▸ Record list:
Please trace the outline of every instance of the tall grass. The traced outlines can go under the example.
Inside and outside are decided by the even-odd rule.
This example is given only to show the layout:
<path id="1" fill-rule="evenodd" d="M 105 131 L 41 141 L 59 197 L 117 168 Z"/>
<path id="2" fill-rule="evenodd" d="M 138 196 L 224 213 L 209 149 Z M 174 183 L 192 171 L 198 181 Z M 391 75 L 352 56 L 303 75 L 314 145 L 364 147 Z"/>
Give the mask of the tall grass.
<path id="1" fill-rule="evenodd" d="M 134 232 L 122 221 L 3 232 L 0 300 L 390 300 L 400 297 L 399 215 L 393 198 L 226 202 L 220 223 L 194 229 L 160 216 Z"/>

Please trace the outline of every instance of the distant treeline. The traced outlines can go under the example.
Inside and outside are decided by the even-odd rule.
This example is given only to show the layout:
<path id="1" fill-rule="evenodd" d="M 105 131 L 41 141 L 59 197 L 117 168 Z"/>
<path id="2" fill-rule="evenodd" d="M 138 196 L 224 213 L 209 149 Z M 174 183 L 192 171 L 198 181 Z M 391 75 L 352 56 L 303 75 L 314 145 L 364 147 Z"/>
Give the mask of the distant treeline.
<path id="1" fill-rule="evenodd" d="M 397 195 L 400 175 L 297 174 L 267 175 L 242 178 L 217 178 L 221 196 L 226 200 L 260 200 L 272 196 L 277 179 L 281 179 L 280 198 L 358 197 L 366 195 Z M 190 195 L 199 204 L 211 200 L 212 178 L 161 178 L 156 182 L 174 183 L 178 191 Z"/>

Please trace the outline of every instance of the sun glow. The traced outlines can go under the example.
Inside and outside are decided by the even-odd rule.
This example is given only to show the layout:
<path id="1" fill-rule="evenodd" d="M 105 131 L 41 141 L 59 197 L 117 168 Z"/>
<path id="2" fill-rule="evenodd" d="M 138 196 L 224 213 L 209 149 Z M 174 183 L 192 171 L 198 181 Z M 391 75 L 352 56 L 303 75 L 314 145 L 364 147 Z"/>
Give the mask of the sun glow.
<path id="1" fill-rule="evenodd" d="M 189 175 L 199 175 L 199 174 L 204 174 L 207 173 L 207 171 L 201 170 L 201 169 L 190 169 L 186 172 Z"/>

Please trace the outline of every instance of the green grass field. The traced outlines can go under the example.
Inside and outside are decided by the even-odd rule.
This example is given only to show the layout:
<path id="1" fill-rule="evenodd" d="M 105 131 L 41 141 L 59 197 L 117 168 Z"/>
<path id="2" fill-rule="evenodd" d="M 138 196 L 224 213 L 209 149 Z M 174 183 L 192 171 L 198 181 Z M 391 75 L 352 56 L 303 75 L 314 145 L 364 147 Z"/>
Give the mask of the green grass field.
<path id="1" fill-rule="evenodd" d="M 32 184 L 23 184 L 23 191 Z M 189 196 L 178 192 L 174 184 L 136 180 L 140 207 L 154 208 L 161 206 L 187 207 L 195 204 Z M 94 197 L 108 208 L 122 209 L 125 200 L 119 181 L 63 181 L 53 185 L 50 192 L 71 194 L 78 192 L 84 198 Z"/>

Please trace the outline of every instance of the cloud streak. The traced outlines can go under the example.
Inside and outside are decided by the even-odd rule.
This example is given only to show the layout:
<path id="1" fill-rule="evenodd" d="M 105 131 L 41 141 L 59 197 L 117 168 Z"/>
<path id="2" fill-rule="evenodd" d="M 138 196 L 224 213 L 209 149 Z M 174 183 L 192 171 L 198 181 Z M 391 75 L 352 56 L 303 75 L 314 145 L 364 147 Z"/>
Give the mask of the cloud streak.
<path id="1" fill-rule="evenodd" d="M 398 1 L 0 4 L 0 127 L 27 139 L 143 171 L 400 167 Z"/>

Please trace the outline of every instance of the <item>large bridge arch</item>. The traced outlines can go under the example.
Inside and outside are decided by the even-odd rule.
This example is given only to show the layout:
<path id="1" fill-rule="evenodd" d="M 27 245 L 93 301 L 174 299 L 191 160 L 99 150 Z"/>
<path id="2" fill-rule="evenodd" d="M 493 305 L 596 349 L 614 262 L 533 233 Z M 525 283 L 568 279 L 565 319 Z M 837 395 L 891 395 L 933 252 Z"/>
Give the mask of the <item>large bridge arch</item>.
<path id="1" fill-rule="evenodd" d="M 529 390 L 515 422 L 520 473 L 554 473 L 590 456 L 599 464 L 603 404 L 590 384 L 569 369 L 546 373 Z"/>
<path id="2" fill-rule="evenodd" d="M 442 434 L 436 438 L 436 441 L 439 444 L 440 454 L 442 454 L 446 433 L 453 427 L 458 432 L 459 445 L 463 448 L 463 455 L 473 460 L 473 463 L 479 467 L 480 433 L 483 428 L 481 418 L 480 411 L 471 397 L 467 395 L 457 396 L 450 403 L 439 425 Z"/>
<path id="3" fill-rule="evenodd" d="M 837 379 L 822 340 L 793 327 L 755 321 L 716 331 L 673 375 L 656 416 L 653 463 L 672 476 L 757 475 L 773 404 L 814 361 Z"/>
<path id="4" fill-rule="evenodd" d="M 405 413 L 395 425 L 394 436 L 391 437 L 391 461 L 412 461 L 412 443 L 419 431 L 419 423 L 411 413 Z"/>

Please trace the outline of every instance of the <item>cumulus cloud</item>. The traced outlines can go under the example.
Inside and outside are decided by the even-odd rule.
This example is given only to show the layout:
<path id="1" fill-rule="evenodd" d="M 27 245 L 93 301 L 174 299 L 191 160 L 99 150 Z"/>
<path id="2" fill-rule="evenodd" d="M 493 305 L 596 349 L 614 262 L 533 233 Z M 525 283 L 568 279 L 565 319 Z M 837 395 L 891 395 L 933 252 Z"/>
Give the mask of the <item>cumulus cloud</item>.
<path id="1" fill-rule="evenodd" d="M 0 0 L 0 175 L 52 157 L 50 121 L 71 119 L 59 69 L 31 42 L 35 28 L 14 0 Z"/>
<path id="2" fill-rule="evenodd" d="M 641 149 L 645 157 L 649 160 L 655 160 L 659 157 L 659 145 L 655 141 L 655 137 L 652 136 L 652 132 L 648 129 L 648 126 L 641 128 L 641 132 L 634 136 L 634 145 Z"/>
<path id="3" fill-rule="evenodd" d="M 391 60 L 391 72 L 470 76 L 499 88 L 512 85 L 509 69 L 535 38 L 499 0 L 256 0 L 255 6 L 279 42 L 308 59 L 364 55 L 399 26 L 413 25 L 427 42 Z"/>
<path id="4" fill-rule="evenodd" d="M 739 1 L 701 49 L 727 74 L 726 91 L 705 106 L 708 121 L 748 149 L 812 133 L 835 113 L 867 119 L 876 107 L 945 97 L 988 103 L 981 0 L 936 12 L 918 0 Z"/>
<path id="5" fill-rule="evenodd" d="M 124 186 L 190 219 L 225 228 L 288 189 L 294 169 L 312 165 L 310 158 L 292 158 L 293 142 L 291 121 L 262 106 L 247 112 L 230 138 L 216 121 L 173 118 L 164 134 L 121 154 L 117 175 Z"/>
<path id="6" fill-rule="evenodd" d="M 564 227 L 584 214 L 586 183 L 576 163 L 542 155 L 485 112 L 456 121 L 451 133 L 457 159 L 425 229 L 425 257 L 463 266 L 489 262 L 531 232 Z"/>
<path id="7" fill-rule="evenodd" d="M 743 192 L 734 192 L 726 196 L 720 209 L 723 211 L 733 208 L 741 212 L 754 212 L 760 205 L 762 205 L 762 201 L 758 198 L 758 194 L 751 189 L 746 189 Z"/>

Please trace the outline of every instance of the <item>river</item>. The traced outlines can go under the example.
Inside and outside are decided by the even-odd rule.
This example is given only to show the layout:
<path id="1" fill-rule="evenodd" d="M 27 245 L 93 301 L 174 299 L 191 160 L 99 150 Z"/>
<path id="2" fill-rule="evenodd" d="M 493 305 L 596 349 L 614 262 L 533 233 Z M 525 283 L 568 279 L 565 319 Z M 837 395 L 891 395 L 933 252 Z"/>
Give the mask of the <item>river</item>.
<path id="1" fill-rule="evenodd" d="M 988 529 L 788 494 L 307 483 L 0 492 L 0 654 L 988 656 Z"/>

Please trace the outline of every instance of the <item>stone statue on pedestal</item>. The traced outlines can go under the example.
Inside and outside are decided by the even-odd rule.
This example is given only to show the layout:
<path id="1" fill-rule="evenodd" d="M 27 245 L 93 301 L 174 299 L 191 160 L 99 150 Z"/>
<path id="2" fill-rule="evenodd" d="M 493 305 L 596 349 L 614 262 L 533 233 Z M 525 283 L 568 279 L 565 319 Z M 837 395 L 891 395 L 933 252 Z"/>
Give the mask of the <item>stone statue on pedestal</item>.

▸ Short exercise: Reproduce verbatim the portion of the data that opens with the line containing "Please trace the outline of every instance of the green" and closes with the line containing "127 L 27 139". Include both boundary lines and output nothing else.

▸ Output of the task:
Please trace the outline of every instance of the green grass field. The traced outlines can go under the example.
Inside and outside are decided by the even-odd rule.
This example is given only to show the layout:
<path id="1" fill-rule="evenodd" d="M 105 131 L 41 141 L 59 197 L 117 168 Z"/>
<path id="2" fill-rule="evenodd" d="M 138 196 L 224 213 L 209 149 Z M 174 183 L 192 171 L 198 181 Z M 391 75 L 352 56 L 303 75 L 314 145 L 364 147 Z"/>
Give the mask of the green grass field.
<path id="1" fill-rule="evenodd" d="M 32 184 L 23 184 L 23 191 Z M 189 196 L 178 192 L 174 184 L 136 180 L 140 207 L 154 208 L 161 206 L 187 207 L 195 204 Z M 94 197 L 108 208 L 122 209 L 125 200 L 119 181 L 63 181 L 53 185 L 50 192 L 71 194 L 78 192 L 84 198 Z"/>

Please trace the outline of every instance of the cloud streak. The traced outlines can go under the example.
Inside and outside are decided by the even-odd rule.
This example is given only to show the layout:
<path id="1" fill-rule="evenodd" d="M 105 131 L 41 141 L 59 197 L 117 168 Z"/>
<path id="2" fill-rule="evenodd" d="M 138 196 L 224 213 L 209 149 Z M 174 183 L 192 171 L 198 181 Z M 391 75 L 352 56 L 303 75 L 314 145 L 364 147 Z"/>
Give the mask of the cloud streak.
<path id="1" fill-rule="evenodd" d="M 398 1 L 0 4 L 0 127 L 27 139 L 143 171 L 400 167 Z"/>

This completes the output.